Aim - Copy out the entire listing below word for word, keeping every line unchanged and in its original order.

◆ ◆ ◆

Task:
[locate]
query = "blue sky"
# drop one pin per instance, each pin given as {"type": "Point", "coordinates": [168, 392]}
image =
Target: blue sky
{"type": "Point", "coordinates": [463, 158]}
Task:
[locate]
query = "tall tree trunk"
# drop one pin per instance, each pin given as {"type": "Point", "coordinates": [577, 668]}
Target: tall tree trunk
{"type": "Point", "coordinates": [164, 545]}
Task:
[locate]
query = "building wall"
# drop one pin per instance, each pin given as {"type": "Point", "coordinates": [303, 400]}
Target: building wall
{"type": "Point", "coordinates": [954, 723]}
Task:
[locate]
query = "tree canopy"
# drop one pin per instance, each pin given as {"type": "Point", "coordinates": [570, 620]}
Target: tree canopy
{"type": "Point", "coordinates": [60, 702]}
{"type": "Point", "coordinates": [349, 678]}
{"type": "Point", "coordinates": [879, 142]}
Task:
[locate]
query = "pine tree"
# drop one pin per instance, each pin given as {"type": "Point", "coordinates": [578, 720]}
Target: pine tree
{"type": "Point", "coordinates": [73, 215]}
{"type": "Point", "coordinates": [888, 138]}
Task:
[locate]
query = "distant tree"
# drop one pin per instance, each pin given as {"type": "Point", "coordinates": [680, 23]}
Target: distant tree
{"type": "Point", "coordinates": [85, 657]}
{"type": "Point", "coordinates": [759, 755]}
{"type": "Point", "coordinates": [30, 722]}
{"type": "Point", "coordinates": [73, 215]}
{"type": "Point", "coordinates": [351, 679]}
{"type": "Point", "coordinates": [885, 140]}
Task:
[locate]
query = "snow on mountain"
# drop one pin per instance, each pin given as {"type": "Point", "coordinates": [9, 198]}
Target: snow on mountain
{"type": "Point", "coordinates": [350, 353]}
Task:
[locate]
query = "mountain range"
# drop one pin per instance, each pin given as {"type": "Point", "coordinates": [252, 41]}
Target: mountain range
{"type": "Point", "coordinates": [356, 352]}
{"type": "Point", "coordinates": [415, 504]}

◆ ◆ ◆

Answer -
Task:
[locate]
query = "blue sky"
# drop one pin per instance, each pin given as {"type": "Point", "coordinates": [168, 392]}
image =
Target: blue sky
{"type": "Point", "coordinates": [463, 158]}
Task:
[locate]
query = "tall tree trunk"
# drop one pin per instance, each pin given as {"type": "Point", "coordinates": [577, 668]}
Target: tall tree trunk
{"type": "Point", "coordinates": [164, 545]}
Task:
[locate]
query = "building wall"
# drop one pin per instance, each pin given as {"type": "Point", "coordinates": [303, 400]}
Target: building wall
{"type": "Point", "coordinates": [954, 723]}
Task:
[locate]
query = "tree canopy"
# drop one pin per instance, each pin given as {"type": "Point", "coordinates": [570, 620]}
Target: tree canopy
{"type": "Point", "coordinates": [60, 702]}
{"type": "Point", "coordinates": [349, 678]}
{"type": "Point", "coordinates": [879, 142]}
Task:
[locate]
query = "pine tree"
# drop one pin per instance, each pin given as {"type": "Point", "coordinates": [578, 720]}
Target: pine tree
{"type": "Point", "coordinates": [73, 215]}
{"type": "Point", "coordinates": [888, 138]}
Task:
[locate]
query = "distant tree"
# drop one pin per instance, each pin given as {"type": "Point", "coordinates": [680, 23]}
Target: distant tree
{"type": "Point", "coordinates": [85, 657]}
{"type": "Point", "coordinates": [759, 755]}
{"type": "Point", "coordinates": [30, 722]}
{"type": "Point", "coordinates": [73, 215]}
{"type": "Point", "coordinates": [351, 679]}
{"type": "Point", "coordinates": [885, 140]}
Task:
[locate]
query = "snow on mountain"
# drop one pin per instance, each pin given as {"type": "Point", "coordinates": [9, 198]}
Target: snow on mountain
{"type": "Point", "coordinates": [350, 353]}
Task:
[locate]
query = "mountain range"
# drop one pin per instance, each pin given as {"type": "Point", "coordinates": [252, 41]}
Target: mountain range
{"type": "Point", "coordinates": [356, 352]}
{"type": "Point", "coordinates": [415, 504]}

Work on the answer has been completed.